#### What to do:
Change every "guardrail" in the records below to "barrier", keep everything else the same, and leave the pictures out of your answer.

--- start Stored records ---

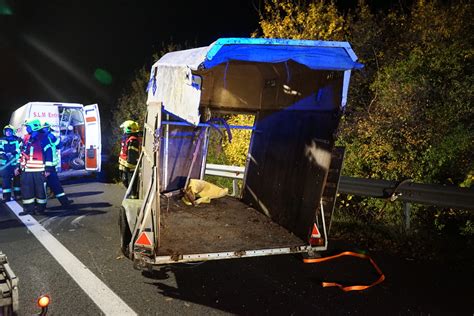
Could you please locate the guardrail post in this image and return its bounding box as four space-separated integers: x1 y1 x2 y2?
232 179 240 197
403 202 411 232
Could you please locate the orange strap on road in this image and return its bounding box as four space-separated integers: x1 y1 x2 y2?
303 251 385 292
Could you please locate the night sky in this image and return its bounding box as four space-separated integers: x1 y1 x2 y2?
0 0 259 127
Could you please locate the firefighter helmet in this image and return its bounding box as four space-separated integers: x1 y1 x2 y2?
43 121 51 131
25 119 43 132
3 124 16 135
120 120 140 134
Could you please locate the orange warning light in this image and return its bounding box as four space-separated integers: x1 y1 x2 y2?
38 295 50 308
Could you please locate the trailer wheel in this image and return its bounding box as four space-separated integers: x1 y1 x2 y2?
119 206 132 259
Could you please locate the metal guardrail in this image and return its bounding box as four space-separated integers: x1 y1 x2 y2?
205 164 474 211
339 176 474 211
205 163 245 196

--- end Stored records ---

#### Final answer:
Could you please locate the barrier post in this image and return its bounding box as four space-separated integers: x1 y1 x2 y2?
232 179 240 197
403 202 411 232
Could you please locate the orange strap on road in this image and return its bounding box as four space-separated integers: x1 y1 x2 y2?
303 251 385 292
Could you please locate the night sky in this image and return its bounding box as four space-separated integers: x1 y1 x2 y2?
0 0 259 127
Could you please locate the firefighter helmet in this image and return its bounding box as four space-separated integers: x1 y1 x2 y2?
43 121 51 131
25 119 43 132
3 124 16 135
120 120 140 134
Could you please locate the orange warning light in this image and return its bounding box as four space-separated integers: x1 y1 x2 y2?
38 295 50 308
Could you please locate the trailer wheel in this image and return its bounding box as four space-separated integers: x1 y1 x2 y2?
119 206 132 259
Could you please locate the metal barrier in this image and return its bounding box as four space-separated integers: x1 y1 x2 y2?
205 164 474 211
339 176 474 211
205 163 245 196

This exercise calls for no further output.